§ INSTRUÇÕES DO EXERCÍCIO: Reproduza na íntegra, sem qualquer alteração, o artigo abaixo sobre violência contra a mulher.

§ ARTIGO:
________________________________________
Violência contra mulher: abuso silencioso que precisa ser discutido

Mais de 440 denúncias de casos de violência doméstica foram feitas somente no ano de 2018

 

MICHELY ALVES, MARIANA MUNIZ, GABRIELLA FIGUEIREDO

A cada hora cerca de 150 mulheres são vítimas de violência doméstica somente no estado do Maranhão. A partir de um levantamento feito pelo Instituto Brasileiro de Geografia e Estatística – IBGE, o Brasil é o quinto país do mundo em número de assassinato de mulheres, ação promovida a partir das agressões cometidas. Ao menos 441 denúncias de violência contra a mulher foram feitas no ano de 2018. É o que mostra o índice regional coletado na Delegacia Especial da Mulher (DEM) de Imperatriz. O número de vítimas é ainda maior – isso porque as estatísticas contabilizam apenas as denúncias registradas na delegacia. No geral, a situação é mais grave nas cidades do interior, onde muitas mulheres têm receios de denunciar seus agressores.

“Em casos de agressões em zonas rurais é muito mais difícil a chegada dessa mulher, vítima, para denunciar seu agressor, isso porque, muitas vezes não é o marido que agride, e sim, o próprio filho, vizinho, parente. No geral, a distância e o constrangimento do caso são fatores predominantes na hora da denúncia”, explica a juíza da Vara de violência Doméstica e Familiar, Ana Paula Araújo Oliveira Silva.
________________________________________
(Registros de anotação de posição)
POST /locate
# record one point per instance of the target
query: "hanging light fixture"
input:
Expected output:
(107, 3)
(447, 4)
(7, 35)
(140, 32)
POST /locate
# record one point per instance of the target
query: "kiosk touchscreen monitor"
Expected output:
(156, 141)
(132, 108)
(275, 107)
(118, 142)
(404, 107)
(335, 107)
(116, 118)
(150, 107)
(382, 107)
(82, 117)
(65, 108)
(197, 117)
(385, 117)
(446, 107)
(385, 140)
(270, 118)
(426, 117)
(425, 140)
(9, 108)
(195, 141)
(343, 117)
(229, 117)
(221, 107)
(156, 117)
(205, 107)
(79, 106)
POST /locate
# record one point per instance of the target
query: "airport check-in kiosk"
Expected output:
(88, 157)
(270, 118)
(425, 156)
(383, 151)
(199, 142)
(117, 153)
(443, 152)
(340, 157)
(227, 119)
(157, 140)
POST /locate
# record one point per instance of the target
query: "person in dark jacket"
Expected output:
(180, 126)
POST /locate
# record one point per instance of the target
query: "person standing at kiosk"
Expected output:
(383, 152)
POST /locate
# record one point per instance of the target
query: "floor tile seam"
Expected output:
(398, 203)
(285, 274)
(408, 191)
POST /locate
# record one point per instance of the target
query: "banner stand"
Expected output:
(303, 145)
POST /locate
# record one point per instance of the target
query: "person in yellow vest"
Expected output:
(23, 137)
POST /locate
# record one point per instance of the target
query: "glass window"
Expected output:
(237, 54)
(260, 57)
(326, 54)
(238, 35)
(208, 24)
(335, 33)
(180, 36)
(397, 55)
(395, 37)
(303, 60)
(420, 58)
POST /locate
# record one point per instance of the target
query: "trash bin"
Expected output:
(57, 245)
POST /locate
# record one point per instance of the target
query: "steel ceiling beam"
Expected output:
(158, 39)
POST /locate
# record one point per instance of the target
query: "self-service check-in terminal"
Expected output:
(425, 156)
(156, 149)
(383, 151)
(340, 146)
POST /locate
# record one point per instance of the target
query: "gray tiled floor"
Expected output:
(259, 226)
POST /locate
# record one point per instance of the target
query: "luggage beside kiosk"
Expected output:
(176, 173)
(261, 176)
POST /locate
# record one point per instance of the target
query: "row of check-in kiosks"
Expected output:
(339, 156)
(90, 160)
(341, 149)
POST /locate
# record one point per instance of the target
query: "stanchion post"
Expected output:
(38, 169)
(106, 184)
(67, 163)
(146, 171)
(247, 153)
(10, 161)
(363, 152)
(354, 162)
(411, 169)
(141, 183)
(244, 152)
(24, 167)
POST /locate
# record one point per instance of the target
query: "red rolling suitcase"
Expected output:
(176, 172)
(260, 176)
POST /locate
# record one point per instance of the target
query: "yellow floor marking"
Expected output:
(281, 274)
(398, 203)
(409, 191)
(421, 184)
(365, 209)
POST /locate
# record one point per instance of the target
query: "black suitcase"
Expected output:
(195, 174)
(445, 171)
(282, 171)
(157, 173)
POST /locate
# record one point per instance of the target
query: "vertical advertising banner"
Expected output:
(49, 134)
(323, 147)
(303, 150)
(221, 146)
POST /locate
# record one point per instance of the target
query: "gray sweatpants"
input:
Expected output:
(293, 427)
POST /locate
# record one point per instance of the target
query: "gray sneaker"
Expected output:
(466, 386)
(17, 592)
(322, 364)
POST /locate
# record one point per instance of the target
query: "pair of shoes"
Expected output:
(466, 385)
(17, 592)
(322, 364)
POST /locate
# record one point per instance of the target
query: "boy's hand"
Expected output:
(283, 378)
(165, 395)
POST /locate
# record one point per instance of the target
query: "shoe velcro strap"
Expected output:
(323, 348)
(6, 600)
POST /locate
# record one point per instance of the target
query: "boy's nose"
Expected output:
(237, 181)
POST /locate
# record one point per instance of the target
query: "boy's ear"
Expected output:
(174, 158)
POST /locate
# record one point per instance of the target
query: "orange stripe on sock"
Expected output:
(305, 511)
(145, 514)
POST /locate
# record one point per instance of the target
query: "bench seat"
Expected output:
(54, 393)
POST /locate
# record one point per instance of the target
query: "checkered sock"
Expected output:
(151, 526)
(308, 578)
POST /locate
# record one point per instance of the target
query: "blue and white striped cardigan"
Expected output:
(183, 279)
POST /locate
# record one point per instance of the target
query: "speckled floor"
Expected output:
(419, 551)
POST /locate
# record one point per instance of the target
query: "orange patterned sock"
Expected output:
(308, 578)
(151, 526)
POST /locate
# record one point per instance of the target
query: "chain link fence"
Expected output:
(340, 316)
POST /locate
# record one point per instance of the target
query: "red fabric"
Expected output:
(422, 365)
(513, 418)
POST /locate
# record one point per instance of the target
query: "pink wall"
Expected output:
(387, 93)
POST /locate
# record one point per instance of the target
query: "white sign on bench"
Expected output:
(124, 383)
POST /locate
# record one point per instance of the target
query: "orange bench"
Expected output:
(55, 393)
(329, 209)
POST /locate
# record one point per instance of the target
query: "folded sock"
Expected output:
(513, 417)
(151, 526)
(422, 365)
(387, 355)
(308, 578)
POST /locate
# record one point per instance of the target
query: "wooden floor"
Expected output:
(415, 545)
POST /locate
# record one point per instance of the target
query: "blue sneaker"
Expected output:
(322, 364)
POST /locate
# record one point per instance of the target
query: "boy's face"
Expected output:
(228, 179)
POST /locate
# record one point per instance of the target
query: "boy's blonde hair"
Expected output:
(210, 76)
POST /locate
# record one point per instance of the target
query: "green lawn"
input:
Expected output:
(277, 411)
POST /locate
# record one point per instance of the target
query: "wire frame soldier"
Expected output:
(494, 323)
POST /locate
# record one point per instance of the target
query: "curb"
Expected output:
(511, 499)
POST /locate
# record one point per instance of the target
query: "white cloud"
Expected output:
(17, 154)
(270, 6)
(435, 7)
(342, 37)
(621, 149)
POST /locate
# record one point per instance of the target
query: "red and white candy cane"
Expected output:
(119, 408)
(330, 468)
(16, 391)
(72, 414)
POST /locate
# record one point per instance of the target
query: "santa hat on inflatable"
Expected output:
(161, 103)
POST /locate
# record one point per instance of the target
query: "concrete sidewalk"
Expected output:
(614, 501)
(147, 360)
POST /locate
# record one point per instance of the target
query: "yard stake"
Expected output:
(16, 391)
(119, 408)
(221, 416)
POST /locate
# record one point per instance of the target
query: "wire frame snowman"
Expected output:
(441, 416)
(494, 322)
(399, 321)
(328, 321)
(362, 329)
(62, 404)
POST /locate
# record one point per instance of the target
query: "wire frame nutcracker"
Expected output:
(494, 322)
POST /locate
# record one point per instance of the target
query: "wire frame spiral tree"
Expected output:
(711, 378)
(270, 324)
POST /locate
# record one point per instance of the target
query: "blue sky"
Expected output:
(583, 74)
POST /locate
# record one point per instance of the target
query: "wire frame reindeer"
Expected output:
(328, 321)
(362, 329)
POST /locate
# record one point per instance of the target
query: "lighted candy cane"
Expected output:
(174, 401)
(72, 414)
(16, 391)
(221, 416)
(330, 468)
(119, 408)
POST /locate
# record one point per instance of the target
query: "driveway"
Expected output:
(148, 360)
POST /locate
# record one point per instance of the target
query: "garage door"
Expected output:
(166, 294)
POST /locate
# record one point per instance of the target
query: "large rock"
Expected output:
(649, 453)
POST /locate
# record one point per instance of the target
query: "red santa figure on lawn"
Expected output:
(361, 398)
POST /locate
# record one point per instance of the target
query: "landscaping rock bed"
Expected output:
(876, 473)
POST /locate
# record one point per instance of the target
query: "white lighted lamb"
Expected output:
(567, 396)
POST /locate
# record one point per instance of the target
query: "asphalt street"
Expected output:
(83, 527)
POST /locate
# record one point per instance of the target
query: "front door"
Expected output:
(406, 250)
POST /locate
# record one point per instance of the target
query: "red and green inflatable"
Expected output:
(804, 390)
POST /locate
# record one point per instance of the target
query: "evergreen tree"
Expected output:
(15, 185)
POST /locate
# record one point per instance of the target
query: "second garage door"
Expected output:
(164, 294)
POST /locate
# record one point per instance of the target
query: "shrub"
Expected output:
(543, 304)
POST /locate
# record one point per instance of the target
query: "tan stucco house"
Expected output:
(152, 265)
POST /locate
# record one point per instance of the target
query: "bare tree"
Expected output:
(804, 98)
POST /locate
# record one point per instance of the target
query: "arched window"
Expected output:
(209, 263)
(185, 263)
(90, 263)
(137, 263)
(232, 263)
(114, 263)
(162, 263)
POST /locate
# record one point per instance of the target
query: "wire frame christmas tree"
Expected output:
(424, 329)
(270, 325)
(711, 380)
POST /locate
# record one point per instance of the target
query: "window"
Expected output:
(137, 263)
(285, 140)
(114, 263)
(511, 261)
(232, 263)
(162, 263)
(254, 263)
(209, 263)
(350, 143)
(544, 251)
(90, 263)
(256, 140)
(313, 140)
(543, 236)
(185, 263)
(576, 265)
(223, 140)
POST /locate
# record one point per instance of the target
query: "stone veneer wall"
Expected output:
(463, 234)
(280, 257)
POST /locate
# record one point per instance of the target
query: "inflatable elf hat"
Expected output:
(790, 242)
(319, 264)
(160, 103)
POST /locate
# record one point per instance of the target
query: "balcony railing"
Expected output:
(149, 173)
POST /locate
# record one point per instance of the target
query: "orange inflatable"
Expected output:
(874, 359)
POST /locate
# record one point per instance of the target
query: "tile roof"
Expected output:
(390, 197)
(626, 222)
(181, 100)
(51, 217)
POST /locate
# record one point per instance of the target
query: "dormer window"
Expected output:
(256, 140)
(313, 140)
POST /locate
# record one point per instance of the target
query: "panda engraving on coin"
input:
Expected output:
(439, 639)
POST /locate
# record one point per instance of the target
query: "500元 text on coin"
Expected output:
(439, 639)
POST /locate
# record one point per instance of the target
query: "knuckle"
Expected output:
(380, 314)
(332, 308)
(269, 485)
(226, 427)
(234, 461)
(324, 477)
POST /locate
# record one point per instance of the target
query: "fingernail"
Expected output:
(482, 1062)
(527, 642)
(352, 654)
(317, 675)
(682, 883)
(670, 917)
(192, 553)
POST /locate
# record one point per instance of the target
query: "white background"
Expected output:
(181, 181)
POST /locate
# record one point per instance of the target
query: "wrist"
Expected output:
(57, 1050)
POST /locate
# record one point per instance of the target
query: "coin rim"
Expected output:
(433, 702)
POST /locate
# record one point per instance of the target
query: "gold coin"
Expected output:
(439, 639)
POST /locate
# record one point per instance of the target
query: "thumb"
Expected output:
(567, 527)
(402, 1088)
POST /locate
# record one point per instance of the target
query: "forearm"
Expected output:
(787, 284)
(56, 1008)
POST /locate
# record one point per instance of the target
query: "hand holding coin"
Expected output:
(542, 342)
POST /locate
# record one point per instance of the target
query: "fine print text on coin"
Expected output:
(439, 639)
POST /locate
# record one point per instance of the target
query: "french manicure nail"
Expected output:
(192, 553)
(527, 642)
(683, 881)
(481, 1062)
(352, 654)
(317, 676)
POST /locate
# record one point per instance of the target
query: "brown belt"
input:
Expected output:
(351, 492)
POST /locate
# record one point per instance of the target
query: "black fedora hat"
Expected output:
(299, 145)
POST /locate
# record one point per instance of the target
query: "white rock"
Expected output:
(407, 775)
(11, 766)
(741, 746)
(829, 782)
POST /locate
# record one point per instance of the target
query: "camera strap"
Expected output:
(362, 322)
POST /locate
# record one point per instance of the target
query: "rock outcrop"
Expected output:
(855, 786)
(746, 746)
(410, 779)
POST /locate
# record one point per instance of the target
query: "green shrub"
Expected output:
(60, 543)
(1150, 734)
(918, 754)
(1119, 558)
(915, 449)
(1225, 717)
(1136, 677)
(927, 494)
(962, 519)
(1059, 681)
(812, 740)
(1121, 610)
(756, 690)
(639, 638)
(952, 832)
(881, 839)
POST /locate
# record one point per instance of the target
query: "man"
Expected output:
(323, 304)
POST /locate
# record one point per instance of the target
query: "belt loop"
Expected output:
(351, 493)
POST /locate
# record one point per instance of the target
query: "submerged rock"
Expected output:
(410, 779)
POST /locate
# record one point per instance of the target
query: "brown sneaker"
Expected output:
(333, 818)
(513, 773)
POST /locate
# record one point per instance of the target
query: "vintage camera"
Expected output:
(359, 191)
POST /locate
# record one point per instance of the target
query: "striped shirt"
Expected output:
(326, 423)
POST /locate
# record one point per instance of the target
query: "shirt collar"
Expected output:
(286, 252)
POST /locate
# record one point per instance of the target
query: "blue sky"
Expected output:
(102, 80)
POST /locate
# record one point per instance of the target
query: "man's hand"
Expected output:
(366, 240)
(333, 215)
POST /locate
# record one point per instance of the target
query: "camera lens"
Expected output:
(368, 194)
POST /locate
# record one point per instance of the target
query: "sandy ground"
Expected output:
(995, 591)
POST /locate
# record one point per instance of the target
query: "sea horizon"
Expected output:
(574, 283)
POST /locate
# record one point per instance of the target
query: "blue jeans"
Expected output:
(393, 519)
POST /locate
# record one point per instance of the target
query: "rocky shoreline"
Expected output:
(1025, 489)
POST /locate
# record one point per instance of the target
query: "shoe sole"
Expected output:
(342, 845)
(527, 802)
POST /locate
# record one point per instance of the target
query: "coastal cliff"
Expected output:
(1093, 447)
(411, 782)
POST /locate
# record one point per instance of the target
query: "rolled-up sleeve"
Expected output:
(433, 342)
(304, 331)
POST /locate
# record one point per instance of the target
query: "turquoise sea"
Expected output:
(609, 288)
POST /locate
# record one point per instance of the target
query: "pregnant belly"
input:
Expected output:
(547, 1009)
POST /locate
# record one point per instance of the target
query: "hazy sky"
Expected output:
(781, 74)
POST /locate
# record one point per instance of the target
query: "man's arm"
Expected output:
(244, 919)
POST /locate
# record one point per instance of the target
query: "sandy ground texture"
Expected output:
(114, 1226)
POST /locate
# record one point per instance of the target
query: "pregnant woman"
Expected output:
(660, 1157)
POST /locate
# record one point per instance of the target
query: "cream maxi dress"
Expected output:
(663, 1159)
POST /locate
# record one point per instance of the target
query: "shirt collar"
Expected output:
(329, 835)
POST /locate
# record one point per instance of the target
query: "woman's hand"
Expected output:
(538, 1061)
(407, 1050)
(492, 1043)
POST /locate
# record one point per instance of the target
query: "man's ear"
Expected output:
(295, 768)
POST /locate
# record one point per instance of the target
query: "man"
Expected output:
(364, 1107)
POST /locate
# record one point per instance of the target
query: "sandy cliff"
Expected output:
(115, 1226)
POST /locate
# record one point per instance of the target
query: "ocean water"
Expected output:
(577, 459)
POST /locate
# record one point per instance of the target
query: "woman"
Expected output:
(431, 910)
________________________________________
§ RESPOSTA DA TAREFA:
Violência contra mulher: abuso silencioso que precisa ser discutido

Mais de 440 denúncias de casos de violência doméstica foram feitas somente no ano de 2018

 

MICHELY ALVES, MARIANA MUNIZ, GABRIELLA FIGUEIREDO

A cada hora cerca de 150 mulheres são vítimas de violência doméstica somente no estado do Maranhão. A partir de um levantamento feito pelo Instituto Brasileiro de Geografia e Estatística – IBGE, o Brasil é o quinto país do mundo em número de assassinato de mulheres, ação promovida a partir das agressões cometidas. Ao menos 441 denúncias de violência contra a mulher foram feitas no ano de 2018. É o que mostra o índice regional coletado na Delegacia Especial da Mulher (DEM) de Imperatriz. O número de vítimas é ainda maior – isso porque as estatísticas contabilizam apenas as denúncias registradas na delegacia. No geral, a situação é mais grave nas cidades do interior, onde muitas mulheres têm receios de denunciar seus agressores.

“Em casos de agressões em zonas rurais é muito mais difícil a chegada dessa mulher, vítima, para denunciar seu agressor, isso porque, muitas vezes não é o marido que agride, e sim, o próprio filho, vizinho, parente. No geral, a distância e o constrangimento do caso são fatores predominantes na hora da denúncia”, explica a juíza da Vara de violência Doméstica e Familiar, Ana Paula Araújo Oliveira Silva.